PROBLEM TO SOLVE:
Give a verbatim repeat of the lines that run from the line containing "If you could pin the baby's face" to the end of the data below.

DATA RECORDS:
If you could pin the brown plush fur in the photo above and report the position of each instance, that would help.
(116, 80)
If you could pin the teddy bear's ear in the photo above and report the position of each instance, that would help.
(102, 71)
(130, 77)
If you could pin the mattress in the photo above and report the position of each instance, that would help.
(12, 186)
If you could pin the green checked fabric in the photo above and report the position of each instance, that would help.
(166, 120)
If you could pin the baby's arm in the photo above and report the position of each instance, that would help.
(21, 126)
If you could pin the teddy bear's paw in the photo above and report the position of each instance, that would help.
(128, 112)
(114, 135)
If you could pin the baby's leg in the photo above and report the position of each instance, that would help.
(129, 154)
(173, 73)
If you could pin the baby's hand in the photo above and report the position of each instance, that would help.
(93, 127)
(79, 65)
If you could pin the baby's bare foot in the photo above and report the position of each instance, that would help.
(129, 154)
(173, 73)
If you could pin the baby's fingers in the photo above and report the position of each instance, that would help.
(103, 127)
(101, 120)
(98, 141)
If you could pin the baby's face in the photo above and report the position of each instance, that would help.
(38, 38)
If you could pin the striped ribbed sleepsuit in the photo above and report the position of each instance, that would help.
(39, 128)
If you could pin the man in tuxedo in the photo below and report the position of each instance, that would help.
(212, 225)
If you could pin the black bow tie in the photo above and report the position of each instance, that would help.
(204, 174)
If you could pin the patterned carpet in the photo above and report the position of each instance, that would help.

ANSWER SECTION:
If you could pin the baby's face in the photo above and report the position of each instance, that would help.
(38, 38)
If you could pin the striped ribbed sleepsuit in the photo above and report the position of each instance, that would help.
(39, 128)
If you could pin the man in tuxedo in the photo below and report the position of each instance, that would help.
(212, 225)
If you could pin the black bow tie in the photo above and report the position of each instance, that would help.
(204, 174)
If you could pin the patterned carpet in the photo above and report the position of each instance, that would help.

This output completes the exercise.